Coordinate labeling data
(begin)

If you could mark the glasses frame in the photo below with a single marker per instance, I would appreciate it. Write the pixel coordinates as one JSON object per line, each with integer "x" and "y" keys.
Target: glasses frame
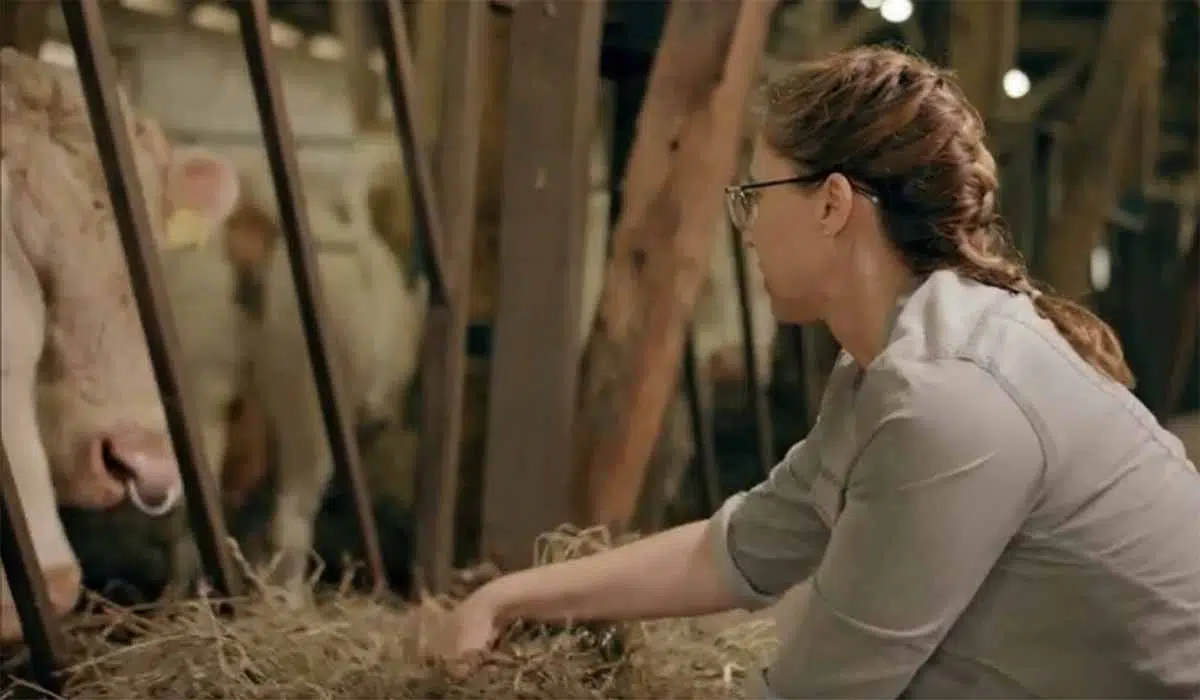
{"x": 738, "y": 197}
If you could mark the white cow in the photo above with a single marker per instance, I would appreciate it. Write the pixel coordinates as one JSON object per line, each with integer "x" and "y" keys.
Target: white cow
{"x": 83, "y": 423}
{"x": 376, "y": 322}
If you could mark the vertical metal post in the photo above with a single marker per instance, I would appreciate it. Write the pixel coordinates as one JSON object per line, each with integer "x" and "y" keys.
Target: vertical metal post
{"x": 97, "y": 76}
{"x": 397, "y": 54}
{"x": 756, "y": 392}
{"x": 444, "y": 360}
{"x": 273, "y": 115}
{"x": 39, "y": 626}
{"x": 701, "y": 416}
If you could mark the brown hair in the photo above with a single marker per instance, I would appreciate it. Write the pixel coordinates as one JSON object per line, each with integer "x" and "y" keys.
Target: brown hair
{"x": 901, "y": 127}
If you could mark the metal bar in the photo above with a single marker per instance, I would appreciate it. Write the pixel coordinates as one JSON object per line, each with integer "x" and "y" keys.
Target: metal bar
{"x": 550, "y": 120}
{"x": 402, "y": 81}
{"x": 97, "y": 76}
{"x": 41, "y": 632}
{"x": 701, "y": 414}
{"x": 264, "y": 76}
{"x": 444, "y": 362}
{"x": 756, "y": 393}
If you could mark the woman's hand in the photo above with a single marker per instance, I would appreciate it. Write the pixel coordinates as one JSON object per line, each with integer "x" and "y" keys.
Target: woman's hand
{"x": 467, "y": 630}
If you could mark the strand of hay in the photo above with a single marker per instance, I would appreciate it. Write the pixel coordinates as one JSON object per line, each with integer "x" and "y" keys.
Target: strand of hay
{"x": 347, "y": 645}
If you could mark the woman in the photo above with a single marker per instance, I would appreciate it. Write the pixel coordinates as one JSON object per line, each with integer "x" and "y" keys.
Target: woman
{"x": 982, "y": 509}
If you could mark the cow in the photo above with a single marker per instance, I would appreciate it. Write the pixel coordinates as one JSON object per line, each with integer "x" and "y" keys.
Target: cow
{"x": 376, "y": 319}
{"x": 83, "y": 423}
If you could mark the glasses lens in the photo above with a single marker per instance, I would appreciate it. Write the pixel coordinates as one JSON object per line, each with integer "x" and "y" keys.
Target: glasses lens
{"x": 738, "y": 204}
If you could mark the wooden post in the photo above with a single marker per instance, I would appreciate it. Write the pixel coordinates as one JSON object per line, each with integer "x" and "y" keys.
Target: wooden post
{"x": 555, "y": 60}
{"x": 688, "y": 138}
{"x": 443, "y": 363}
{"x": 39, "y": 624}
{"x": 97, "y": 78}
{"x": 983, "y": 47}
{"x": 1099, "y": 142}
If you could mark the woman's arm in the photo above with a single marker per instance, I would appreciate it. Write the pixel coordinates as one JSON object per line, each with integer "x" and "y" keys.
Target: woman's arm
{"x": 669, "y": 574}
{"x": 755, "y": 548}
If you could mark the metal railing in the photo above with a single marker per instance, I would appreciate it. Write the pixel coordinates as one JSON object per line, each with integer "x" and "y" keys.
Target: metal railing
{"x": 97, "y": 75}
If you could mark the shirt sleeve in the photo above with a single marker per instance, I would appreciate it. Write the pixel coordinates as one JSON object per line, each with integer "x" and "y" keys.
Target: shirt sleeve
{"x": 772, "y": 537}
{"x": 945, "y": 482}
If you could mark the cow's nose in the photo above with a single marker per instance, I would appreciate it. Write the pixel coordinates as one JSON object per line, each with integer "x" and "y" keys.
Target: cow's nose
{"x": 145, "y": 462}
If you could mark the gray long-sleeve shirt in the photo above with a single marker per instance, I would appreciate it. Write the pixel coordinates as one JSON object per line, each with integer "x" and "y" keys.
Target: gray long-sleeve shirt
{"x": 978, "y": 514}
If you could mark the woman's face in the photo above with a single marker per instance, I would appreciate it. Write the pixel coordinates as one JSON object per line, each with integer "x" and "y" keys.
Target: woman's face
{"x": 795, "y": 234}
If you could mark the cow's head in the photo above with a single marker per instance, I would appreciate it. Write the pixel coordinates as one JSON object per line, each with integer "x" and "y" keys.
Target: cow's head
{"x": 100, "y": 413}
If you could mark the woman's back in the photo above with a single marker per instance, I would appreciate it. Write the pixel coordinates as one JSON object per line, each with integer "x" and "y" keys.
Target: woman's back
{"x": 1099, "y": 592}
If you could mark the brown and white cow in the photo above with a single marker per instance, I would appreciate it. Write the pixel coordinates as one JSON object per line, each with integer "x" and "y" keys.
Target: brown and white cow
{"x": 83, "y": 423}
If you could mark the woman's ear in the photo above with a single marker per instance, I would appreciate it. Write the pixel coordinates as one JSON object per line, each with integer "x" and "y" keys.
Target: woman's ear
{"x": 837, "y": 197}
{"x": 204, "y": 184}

(end)

YOUR TASK
Using the records above, output their complete text exactly, minus any images.

RESULT FOR THIS TASK
If you could mark the glasses frame in the photo below with a single marker per instance, I would appreciate it. Write the pixel coordinates as one JSON object per line, each with integer "x" and "y" keys.
Target: glasses frame
{"x": 738, "y": 197}
If you could mark the white cow in the photo above with a single marker per instance, I would appreciate it. Write the pixel coordinates as one JSON object per line, each with integer "x" and "y" keys.
Target: white cow
{"x": 83, "y": 423}
{"x": 376, "y": 322}
If you could mark the vertical metal post in the photo above with a single marker per instance, I would appreciate it. Write the pixel coordinates as one JSON object per line, each with integer "x" and "y" keys.
Target: vertical metal post
{"x": 97, "y": 76}
{"x": 397, "y": 54}
{"x": 756, "y": 392}
{"x": 444, "y": 360}
{"x": 273, "y": 115}
{"x": 39, "y": 626}
{"x": 701, "y": 416}
If you could mark the brown hair in the photo above with a single marker per instance, I would appreciate it. Write the pixel coordinates as one JSON object per line, each with integer "x" and "y" keys.
Target: brown hair
{"x": 901, "y": 127}
If you could mark the metal bar in the photo above with a single marker per instance, I would appreciate it. Write the pixel coordinates as one JSON object per line, each with integer "x" and "y" keys.
Target: metal bar
{"x": 550, "y": 120}
{"x": 402, "y": 81}
{"x": 97, "y": 76}
{"x": 41, "y": 632}
{"x": 701, "y": 414}
{"x": 264, "y": 76}
{"x": 444, "y": 362}
{"x": 756, "y": 393}
If you could mark the woman's hand in the photo above with a single marker per instance, I would appreciate it. Write the pixel coordinates as one JSON object per line, each with integer "x" and "y" keys.
Target: woman's hand
{"x": 467, "y": 630}
If you could mark the strand of hay in the photo above with a single marker per instance, I would appreciate it. Write the pixel coordinates as one JSON object per line, each with integer "x" and "y" keys.
Target: strand of hay
{"x": 347, "y": 645}
If you could mark the woman in the photo above with a single marker per instance, I would appreciate it. Write the pixel coordinates as one JSON object per line, each with integer "x" and "y" keys.
Target: woman
{"x": 982, "y": 509}
If you could mark the cow in the photo above with a single marker per instance, I would appreciate it. Write the pixel coordinates as one JSON object per line, each with integer "x" and "y" keys.
Target: cow
{"x": 376, "y": 319}
{"x": 83, "y": 423}
If you could mark the glasses lens in the photo above with a single marker per instance, I would appreciate it. Write the pixel coordinates as one JSON object per line, each with integer "x" and "y" keys.
Target: glasses lens
{"x": 738, "y": 204}
If you could mark the wooden post in the photo above with a single marker per instance, I would appreciate it. Write the pixel coordinates as one JSON object per line, each with integer "x" and "y" keys.
Target: wooden post
{"x": 555, "y": 60}
{"x": 688, "y": 138}
{"x": 443, "y": 363}
{"x": 39, "y": 624}
{"x": 97, "y": 78}
{"x": 983, "y": 47}
{"x": 1099, "y": 142}
If you could mark the woman's arm in the photo above with a single marker per instance, I would appreciate it. Write the pixel coordinates as one JSON object per line, each with integer "x" and "y" keys.
Target: woman's arm
{"x": 669, "y": 574}
{"x": 755, "y": 548}
If you could mark the metal railing in the photo above with a single marker per instance, I would appreciate it. Write the pixel coordinates as one JSON object per line, each with integer "x" and "y" keys.
Target: metal railing
{"x": 97, "y": 75}
If you could mark the shirt sleeve in the photo above with a single marker per instance, I would appreciate it. Write the pixel coordinates as one JSON object per line, each with integer "x" and "y" keys.
Target: shirt sleeve
{"x": 772, "y": 537}
{"x": 945, "y": 482}
If you could mark the cow's nose in the photo above with a single marker per instance, I would appreciate it. Write the pixel coordinates as one JSON object per line, each with integer "x" and "y" keys.
Target: cow's nose
{"x": 145, "y": 462}
If you could mark the gray long-sleeve shirt in the photo above with a single marker per instance, I would appreciate it. Write the pixel coordinates as one JSON object per line, each with integer "x" and "y" keys.
Target: gray long-sleeve shirt
{"x": 978, "y": 514}
If you could mark the woman's face in the photo above with a single marker per instance, I would appreciate it. Write the pixel coordinates as one JSON object per line, each with integer "x" and "y" keys.
Target: woman's face
{"x": 795, "y": 234}
If you could mark the cow's head in the photo above with a single marker per instance, I would appreciate it. Write the pixel coordinates as one JSON object per line, each with integer "x" and "y" keys.
Target: cow's head
{"x": 100, "y": 413}
If you could mark the woman's back in the photo above with a single marker per instance, I would appreciate it. Write the pixel coordinates as one JSON object per line, each with integer "x" and "y" keys.
Target: woman's back
{"x": 1099, "y": 592}
If you could mark the brown and white cow in the photo above with a single marker per instance, I would appreciate it. Write the pixel coordinates as one JSON object per line, each with integer "x" and "y" keys.
Target: brown and white cow
{"x": 83, "y": 423}
If you could mark the woman's ear in the photo above with a single marker per instance, I would appreciate it. Write the pixel coordinates as one JSON object per line, each with integer "x" and "y" keys.
Target: woman's ear
{"x": 837, "y": 197}
{"x": 204, "y": 184}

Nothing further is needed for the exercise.